## Given problem
Please rewrite every line of the material below, requests included, scaling each coordinate in the answers by 1.95 and rounding to the nearest whole number, with halves rounded up.

Collected data entries, as follows
********************

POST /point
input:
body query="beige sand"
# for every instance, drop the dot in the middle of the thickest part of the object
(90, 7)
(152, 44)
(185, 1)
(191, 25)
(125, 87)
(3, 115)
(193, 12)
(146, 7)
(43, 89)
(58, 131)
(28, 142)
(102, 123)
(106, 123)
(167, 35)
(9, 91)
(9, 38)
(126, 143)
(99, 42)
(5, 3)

********************

## Response to this exercise
POST /point
input:
body query="beige sand"
# for every instance, drop the dot in the middle of the thickest part of the object
(176, 14)
(296, 86)
(361, 2)
(372, 49)
(244, 170)
(6, 224)
(376, 23)
(285, 14)
(84, 174)
(113, 255)
(55, 277)
(199, 240)
(207, 240)
(326, 68)
(18, 177)
(18, 74)
(246, 279)
(193, 82)
(10, 6)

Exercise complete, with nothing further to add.